Written request:
Put the rows from the line containing "Point to the car's rear windshield" through the last row into a numbered list, with both of those lines included and any blank lines dropped.

(Saved entries)
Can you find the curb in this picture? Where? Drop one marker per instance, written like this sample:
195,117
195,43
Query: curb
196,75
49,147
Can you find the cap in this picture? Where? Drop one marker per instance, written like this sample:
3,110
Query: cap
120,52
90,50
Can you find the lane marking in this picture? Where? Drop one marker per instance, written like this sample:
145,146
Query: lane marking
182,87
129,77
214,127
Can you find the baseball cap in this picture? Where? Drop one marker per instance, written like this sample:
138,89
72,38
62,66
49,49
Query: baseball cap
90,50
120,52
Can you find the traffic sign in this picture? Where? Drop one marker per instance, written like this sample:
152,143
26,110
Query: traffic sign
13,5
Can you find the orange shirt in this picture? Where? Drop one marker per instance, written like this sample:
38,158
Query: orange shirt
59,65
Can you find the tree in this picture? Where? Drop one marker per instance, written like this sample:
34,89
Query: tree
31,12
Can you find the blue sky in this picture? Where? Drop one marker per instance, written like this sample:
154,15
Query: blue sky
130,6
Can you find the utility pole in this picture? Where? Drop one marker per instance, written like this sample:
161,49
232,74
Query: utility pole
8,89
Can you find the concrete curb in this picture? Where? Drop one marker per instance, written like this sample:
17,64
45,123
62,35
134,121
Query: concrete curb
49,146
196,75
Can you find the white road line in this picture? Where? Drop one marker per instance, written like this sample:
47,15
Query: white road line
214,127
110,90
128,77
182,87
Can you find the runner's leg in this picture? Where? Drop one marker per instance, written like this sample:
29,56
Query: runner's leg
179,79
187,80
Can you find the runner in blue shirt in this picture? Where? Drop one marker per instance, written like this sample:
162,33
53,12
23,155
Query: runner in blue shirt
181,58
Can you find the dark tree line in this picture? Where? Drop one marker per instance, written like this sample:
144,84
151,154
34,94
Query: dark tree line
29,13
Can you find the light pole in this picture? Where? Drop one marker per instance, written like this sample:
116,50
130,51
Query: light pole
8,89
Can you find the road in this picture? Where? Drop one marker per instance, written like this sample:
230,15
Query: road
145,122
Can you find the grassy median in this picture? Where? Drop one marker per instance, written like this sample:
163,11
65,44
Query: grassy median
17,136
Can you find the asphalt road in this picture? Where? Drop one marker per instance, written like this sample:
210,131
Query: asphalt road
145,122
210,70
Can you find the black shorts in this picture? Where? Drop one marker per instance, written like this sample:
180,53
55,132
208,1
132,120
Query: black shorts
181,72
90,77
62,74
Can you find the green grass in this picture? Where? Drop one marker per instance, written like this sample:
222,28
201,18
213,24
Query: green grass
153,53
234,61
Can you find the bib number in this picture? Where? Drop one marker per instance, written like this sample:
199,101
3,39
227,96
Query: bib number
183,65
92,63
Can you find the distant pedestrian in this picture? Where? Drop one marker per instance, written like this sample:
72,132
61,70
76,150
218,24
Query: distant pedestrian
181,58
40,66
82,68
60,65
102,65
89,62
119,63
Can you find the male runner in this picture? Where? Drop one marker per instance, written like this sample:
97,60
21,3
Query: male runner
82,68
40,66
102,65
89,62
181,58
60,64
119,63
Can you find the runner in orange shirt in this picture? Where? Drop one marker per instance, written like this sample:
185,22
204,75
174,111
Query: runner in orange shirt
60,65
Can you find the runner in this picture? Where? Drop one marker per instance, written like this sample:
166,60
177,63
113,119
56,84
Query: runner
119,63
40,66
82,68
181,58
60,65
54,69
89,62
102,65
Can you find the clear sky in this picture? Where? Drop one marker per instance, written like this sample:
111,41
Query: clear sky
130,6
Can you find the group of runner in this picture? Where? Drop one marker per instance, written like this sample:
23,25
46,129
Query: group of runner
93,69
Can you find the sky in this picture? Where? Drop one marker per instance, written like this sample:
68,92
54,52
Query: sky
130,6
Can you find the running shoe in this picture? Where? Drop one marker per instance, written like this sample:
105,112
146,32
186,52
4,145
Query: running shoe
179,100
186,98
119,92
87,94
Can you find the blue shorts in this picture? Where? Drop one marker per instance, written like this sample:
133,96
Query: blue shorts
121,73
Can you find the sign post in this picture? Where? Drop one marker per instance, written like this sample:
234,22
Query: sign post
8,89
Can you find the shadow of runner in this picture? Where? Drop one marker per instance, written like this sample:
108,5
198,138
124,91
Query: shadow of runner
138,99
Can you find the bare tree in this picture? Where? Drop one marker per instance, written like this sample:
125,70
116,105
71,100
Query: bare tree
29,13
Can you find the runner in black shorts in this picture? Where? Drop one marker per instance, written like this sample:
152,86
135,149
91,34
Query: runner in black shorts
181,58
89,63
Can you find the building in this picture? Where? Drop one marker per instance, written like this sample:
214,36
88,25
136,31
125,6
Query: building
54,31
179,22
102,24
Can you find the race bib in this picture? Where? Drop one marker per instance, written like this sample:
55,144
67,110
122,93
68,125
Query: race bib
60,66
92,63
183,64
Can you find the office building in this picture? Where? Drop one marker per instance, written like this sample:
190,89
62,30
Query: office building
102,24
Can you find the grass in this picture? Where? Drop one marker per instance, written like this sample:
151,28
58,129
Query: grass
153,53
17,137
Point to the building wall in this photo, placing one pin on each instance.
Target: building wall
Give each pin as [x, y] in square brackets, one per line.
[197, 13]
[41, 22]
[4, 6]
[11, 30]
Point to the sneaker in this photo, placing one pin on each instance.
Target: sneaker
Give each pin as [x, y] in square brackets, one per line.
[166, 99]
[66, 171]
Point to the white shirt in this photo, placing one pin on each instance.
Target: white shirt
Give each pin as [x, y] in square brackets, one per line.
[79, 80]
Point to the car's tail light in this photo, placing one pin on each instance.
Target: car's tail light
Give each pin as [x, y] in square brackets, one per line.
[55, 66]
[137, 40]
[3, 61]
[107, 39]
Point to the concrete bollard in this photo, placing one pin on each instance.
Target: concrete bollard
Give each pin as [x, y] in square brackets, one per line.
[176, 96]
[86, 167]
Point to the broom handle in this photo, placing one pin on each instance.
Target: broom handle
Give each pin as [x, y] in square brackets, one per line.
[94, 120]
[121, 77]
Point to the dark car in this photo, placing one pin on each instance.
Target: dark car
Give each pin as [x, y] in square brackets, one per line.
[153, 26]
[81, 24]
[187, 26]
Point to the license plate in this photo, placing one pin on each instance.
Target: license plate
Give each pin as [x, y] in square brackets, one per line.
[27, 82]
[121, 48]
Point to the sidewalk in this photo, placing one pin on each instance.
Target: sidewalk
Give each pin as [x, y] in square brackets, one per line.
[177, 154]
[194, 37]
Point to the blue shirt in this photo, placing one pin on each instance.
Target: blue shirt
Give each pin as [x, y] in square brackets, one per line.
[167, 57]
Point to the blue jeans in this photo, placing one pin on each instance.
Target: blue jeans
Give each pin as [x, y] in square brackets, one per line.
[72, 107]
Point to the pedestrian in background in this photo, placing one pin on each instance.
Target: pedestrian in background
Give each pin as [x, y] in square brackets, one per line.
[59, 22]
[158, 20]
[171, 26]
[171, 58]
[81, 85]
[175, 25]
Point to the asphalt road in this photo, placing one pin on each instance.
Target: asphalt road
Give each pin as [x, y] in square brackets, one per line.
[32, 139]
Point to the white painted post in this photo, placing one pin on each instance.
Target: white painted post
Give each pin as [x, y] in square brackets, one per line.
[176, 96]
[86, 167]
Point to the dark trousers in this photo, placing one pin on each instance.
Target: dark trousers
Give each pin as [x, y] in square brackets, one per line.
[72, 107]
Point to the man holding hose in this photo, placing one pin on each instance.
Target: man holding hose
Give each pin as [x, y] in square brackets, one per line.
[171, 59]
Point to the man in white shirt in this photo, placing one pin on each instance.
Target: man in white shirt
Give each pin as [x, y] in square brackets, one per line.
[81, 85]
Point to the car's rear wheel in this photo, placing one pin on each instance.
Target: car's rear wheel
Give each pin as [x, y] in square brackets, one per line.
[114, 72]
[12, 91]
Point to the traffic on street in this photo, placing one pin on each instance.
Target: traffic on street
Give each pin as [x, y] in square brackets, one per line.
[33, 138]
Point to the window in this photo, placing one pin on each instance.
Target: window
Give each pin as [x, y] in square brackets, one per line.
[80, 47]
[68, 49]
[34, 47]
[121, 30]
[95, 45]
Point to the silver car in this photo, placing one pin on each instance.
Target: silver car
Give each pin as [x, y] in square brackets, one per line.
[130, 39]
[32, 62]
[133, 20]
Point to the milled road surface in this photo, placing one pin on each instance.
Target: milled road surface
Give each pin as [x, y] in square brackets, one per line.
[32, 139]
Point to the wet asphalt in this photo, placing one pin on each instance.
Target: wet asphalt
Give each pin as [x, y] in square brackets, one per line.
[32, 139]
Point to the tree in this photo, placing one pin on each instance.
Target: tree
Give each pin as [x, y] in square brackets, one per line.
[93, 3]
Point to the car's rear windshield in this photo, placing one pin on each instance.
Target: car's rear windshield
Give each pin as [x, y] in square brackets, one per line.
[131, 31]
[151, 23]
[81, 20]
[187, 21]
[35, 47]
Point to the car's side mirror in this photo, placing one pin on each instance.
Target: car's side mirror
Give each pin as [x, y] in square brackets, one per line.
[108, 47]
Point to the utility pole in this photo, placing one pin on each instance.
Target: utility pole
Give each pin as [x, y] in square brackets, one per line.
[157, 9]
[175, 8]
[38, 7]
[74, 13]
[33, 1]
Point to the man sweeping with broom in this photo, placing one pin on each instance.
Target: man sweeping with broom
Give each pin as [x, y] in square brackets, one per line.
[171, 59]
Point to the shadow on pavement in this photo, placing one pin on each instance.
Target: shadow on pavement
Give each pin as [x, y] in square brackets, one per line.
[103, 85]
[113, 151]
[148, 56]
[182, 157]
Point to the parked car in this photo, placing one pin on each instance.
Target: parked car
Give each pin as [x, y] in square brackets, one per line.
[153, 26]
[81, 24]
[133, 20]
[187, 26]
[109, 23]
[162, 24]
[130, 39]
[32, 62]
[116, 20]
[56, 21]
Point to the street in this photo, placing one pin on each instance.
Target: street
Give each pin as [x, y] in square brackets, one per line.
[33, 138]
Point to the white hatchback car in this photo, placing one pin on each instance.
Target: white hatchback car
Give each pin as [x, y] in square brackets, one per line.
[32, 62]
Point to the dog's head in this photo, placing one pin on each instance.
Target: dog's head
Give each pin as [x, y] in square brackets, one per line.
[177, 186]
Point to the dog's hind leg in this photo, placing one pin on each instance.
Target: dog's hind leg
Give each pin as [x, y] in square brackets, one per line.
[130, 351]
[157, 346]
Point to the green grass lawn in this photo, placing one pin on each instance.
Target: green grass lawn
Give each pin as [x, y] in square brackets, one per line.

Task output:
1. Point to the car's rear windshield in this photo, placing one pin on each instance.
2. Target: car's rear windshield
3. Give each pin as [x, y] in square brackets, one per line.
4. [131, 31]
5. [151, 23]
6. [81, 20]
7. [187, 21]
8. [35, 47]
9. Point to the car's side mirror in this photo, placing one pin on each instance.
10. Target: car's side mirror
11. Give each pin as [x, y] in square brackets, one per line.
12. [108, 47]
13. Point to the utility pole in this photo, placing one pin on each instance.
14. Target: utility pole
15. Give each pin as [x, y] in square brackets, one per line.
16. [157, 9]
17. [175, 8]
18. [38, 7]
19. [74, 13]
20. [33, 1]
21. Point to the man sweeping with broom in this photo, placing one pin on each instance.
22. Target: man sweeping with broom
23. Give each pin as [x, y] in square brackets, one per line.
24. [171, 59]
25. Point to the shadow on pavement in this photo, placing one pin on each instance.
26. Target: shadow on pavement
27. Give each pin as [x, y] in square brackets, one per line.
28. [103, 85]
29. [113, 151]
30. [148, 56]
31. [182, 157]
32. Point to the parked car in this photo, placing one pin on each instance.
33. Target: parked car
34. Give each pin as [x, y] in square brackets, one per line.
35. [153, 26]
36. [81, 24]
37. [133, 20]
38. [187, 26]
39. [109, 23]
40. [162, 24]
41. [130, 39]
42. [32, 62]
43. [116, 20]
44. [56, 21]
45. Point to the street in this photo, placing one pin on each instance.
46. Target: street
47. Give each pin as [x, y] in square brackets, one per line.
48. [33, 138]
49. Point to the white hatchback car in this photo, placing one pin on each instance.
50. Target: white hatchback car
51. Give each pin as [x, y] in square brackets, one per line.
52. [32, 62]
53. Point to the dog's head in this photo, placing one pin on each instance.
54. Target: dog's head
55. Give each pin as [x, y] in square brackets, one per line.
56. [177, 186]
57. Point to the dog's hind leg in this photo, placing one pin on each instance.
58. Target: dog's hind leg
59. Give each pin as [x, y] in square brackets, one per line.
60. [130, 351]
61. [157, 346]
62. Point to the green grass lawn in this photo, placing one pin on each instance.
63. Target: green grass lawn
64. Give each pin as [x, y] in square brackets, one per line.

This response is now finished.